| OBJECTIVE |
Arrange the lines from the start of the records through the line containing "188L204 188L204 189L186" as a numbered list, including both ends and omitting any blank lines.

(Annotation dataset entries)

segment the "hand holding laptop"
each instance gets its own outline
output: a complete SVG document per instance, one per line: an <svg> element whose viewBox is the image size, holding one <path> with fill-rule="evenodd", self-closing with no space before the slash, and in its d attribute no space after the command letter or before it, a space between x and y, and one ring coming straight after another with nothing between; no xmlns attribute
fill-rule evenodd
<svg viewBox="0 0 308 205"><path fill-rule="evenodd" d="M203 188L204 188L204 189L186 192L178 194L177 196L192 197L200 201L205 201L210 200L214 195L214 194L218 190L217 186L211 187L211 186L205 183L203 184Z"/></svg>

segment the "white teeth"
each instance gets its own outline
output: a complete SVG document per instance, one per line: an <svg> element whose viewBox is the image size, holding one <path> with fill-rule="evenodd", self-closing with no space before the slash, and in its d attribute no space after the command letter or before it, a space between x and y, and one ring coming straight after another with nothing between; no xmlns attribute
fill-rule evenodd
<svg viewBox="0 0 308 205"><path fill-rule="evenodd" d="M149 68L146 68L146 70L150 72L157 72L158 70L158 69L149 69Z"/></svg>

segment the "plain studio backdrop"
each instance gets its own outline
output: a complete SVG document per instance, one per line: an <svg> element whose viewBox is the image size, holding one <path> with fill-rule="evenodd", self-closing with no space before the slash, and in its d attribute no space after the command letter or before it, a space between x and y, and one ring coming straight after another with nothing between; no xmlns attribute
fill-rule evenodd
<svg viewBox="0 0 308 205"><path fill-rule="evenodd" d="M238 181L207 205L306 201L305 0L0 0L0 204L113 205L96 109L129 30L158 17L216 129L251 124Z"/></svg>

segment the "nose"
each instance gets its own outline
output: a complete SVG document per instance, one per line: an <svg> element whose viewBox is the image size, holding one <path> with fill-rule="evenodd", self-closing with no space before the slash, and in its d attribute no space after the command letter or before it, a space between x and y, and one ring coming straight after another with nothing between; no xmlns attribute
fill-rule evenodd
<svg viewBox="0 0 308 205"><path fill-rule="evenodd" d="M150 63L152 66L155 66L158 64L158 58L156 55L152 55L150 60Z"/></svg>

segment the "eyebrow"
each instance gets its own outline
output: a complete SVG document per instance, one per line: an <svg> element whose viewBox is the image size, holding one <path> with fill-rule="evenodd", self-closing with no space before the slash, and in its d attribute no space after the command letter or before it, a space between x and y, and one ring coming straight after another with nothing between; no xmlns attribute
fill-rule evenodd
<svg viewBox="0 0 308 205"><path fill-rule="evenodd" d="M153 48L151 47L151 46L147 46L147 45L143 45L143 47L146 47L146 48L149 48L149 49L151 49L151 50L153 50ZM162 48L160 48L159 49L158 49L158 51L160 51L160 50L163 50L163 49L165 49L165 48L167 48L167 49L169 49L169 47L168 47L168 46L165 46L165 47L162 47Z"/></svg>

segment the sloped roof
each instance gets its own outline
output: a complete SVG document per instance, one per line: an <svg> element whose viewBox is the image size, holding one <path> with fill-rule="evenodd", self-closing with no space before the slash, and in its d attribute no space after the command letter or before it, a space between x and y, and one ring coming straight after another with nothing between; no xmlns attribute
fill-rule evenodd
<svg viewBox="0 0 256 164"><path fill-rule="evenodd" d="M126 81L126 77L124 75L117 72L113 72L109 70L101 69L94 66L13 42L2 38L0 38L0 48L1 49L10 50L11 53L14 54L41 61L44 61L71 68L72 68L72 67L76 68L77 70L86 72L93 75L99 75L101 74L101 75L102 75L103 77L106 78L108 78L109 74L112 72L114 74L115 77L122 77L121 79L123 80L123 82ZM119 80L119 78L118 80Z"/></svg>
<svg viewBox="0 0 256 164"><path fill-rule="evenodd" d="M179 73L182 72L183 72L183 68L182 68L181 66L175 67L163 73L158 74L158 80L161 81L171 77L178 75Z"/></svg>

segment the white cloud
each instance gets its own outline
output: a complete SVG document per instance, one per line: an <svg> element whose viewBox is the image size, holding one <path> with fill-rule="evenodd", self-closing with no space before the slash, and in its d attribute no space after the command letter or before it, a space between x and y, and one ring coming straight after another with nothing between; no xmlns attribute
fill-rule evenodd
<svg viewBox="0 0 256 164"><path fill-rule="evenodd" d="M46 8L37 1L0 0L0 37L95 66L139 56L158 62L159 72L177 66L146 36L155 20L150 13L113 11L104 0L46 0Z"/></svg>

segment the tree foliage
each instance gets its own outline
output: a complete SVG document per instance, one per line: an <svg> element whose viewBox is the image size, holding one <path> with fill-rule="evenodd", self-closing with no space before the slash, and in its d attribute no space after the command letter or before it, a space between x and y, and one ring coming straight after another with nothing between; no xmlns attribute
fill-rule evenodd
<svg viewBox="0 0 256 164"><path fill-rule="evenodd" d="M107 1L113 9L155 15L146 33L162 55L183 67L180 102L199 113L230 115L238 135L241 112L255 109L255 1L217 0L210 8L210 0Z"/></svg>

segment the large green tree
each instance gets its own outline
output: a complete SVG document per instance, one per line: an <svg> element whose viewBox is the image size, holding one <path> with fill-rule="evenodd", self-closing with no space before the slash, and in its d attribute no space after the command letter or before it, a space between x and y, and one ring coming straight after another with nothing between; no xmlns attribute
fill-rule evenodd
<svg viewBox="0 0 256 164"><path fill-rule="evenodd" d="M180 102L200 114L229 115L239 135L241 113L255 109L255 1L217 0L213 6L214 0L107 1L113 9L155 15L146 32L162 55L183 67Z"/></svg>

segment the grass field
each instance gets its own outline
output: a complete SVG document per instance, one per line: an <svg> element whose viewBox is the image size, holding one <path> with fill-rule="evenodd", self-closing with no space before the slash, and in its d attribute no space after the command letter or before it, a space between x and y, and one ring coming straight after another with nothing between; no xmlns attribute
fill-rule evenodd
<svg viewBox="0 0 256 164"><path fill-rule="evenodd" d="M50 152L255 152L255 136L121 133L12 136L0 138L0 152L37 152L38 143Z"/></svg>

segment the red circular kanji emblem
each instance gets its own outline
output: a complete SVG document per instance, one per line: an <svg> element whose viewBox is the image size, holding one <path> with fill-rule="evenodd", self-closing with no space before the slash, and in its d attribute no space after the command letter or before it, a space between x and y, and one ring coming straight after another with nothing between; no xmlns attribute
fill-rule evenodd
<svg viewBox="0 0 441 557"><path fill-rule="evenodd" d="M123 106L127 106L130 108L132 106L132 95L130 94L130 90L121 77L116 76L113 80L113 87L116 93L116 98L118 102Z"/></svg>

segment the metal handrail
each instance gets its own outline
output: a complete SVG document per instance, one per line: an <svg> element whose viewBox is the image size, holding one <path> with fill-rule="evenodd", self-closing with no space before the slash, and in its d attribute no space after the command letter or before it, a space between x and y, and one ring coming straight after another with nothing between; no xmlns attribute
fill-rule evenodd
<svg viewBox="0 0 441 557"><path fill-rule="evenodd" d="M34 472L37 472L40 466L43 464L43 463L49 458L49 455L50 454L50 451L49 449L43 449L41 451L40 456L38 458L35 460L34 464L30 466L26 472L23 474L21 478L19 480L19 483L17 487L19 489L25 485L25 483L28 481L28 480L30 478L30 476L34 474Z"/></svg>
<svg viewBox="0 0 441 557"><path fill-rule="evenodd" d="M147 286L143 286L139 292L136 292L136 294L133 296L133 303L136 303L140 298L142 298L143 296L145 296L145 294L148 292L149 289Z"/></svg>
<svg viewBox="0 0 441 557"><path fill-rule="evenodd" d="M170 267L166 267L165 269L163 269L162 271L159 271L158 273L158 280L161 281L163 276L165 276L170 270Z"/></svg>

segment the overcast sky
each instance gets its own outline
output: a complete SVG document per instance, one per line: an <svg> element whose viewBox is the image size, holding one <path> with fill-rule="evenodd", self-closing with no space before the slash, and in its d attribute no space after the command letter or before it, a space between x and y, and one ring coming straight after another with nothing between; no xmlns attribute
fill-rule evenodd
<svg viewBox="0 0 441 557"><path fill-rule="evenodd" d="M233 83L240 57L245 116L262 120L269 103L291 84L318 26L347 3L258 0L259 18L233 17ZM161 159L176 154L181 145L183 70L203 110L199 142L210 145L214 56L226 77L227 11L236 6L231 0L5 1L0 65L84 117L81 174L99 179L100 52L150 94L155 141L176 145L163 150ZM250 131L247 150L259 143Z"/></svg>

| EXPECTED ANSWER |
1. segment the "hand holding laptop"
2. each instance gets its own outline
3. output: a complete SVG document per instance, one per line: an <svg> element whose viewBox is the image size, holding one <path> with fill-rule="evenodd", self-closing with no space before the slash, and in its d attribute no space after the command letter or before it, a space between x and y, and one ring coming straight after another with nothing between; no xmlns attribute
4. fill-rule evenodd
5. <svg viewBox="0 0 308 205"><path fill-rule="evenodd" d="M203 188L204 188L204 189L186 192L178 194L177 196L192 197L200 201L205 201L210 200L214 195L214 194L218 190L217 186L211 187L211 186L205 183L203 184Z"/></svg>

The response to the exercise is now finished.